**Obiettivo A**
Ricopia dal brano sul principe di Sirignano la parte che si apre con le parole contenenti "Infatti, trovandosi a" e si chiude con "incompatibilità di carattere.".
**Obiettivo B**
Scrivi il seguito del brano sulla vita del principe di Sirignano, ripartendo subito dopo l'ultima frase riportata.

Francesco Caravita principe di Sirignano, l'Imperatore di Capri
Indice
La macchia rossa di Pupetto di Sirignano
La straordinaria esistenza del principe di Caravita tra donne e motori, ultimo protagonista della bella vita caprese. Il record di un matrimonio e di un divorzio fulminei. Il tavolino fisso in Piazzetta e l’amore duraturo per Anna Grazioli.
Si proclama a gran voce discendente diretto di San Gennaro, esibendone perfino una sorta di documentazione corporea, ma a differenza del patrono di Napoli, scapolo e casto, lui sì che si sposò, e almeno un paio di volte. Anzi Francesco Caravita principe di Sirignano, detto Pupetto, di donne ne conquistò a più non posso. Sul finire degli anni Cinquanta, il suo tavolino nella pizza di Capri, sua patria estiva, era una calamita per ragazze e ragazzine, signore e signorine: “Ciao Pupetto, che fai stasera?”. E lui, per dare a intendere che già aveva un impegno con un’altra donna: “Eh, purtroppo stasera mi tocca rimanere al Castello”. Si denominava “il Castello” la splendida villa che il principe possedeva a Capri.
Ricchissimo, proprietario di vaste tenute in provincia di Avellino, il principe di Sirignano, nato a Napoli nel 1908, trascorse un’adolescenza e una giovinezza brillantissime, sempre in giro per il mondo, ospite di famiglie patrizie e di club elitari. Nel 1929 detenne il primato mondiale per il numero delle corse automobilistiche da lui vinte. Nel 1933, però, l’aristocrazia napoletana individuò in lui il detentore di un altro tipo di primato: quello relativo al più veloce matrimonio e al più rapido divorzio.
Infatti, trovandosi a bordo di un transatlantico diretto in America, conobbe una diciottenne miliardaria che si innamorò di lui. Allo sbarco a New York, il principe di Sirignano riuscì, nel giro di ventiquattr’ore, ad ottenere la cittadinanza americana e a sposare la ragazza. Ma quattro giorni dopo entrambi gli sposi chiedevano, a un tribunale della stessa New York, il divorzio per incompatibilità di carattere.

**Dati forniti**
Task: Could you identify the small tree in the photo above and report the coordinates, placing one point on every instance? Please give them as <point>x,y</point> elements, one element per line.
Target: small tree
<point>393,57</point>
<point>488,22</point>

**Risposta finale A**
Infatti, trovandosi a bordo di un transatlantico diretto in America, conobbe una diciottenne miliardaria che si innamorò di lui. Allo sbarco a New York, il principe di Sirignano riuscì, nel giro di ventiquattr’ore, ad ottenere la cittadinanza americana e a sposare la ragazza. Ma quattro giorni dopo entrambi gli sposi chiedevano, a un tribunale della stessa New York, il divorzio per incompatibilità di carattere.

**Risposta finale B**
Più ponderato fu, invece, il matrimonio che Pupetto contrasse nel 1940 anche perché la nuova moglie, Anna Grazioli, condivideva a pieno la sua passione per Capri.
Autore, in età matura, di un libro di memorie che fu un autentico bestseller e in cui ironicamente si definiva “un uomo inutile”, il principe di Sirignano non perdeva occasione per rivendicare la sua presunta discendenza da San Gennaro. Sosteneva, peraltro, di possedere sul suo corpo le prove di quella parentela: una macchia rossa, lunga quattro o cinque centimetri e alta un centimetro, che compariva sulla sua nuca il 19 settembre di ogni anno, nel momento stesso in cui, nella Cattedrale di Napoli, si ripeteva il miracolo della liquefazione del sangue attribuito al santo patrono. Quella macchia rossa, a detta di Pupetto, indicava il posto preciso della nuca ove, nel 305 dopo Cristo, si abbatté la spada del legionario romano che decapitò San Gennaro.
Ma come si sarebbe articolata questa presunta nipotanza?
Secondo quanto Pupetto asseriva, tre secoli fa un suo avo e precisamente quel Tommaso Caravita, vissuto tra il 1670 e il 1744 che fu prima giudice della Vicaria e poi illustre autore di testi giuridici, sposò una certa signorina De Gennaro, napoletana benestante, che era considerata, da tutti, l’ultima discendente della “gens Juanuaria”. “Che io sappia”, mi raccontò il principe, “da allora, da quando cioè i Caravita di Sirignano si imparentarono con i De Gennaro, iniziò a verificarsi un evento prodigioso. Sulla nuca dei maschi della nostra casata, nel giorno del miracolo di settembre compare una macchia rossa la quale, evidentemente, vuol rievocare la decapitazione del santo patrono di Napoli”.
Francesco Caravita principe di Sirignano con Alberto Moravia
Francesco Caravita principe di Sirignano
Il padre di Francesco, Giuseppe, ebbe anche lui la macchia sulla nuca nel giorno del miracolo, e di questo fatto furono testimoni i più celebri fra i suoi contemporanei. Presidente della Banca d’Italia, deputato liberale e successivamente senatore del Regno, amico personale di Gabriele D’Annunzio, il principe Giuseppe sbalordì tutti per quella macchiolina rossa che gli si rivelava sulla nuca; e benché evitasse il più possibile di metterne al corrente i conoscenti, era costretto spesso a dover mostrare il collo a qualche ministro o a qualche principe di Casa reale.
Tutto questo mi fu personalmente detto da Francesco Caravita. Il quale aggiunse: “A me, la macchiolina comparve per la prima volta quando avevo dodici anni, e cioè esattamente il 19 settembre 1920. Nel momento stesso in cui i miei genitori, che già da anni aspettavano ansiosi quel segno, mi porsero uno specchietto e me lo fecero osservare. Quasi quasi svenni per la paura”.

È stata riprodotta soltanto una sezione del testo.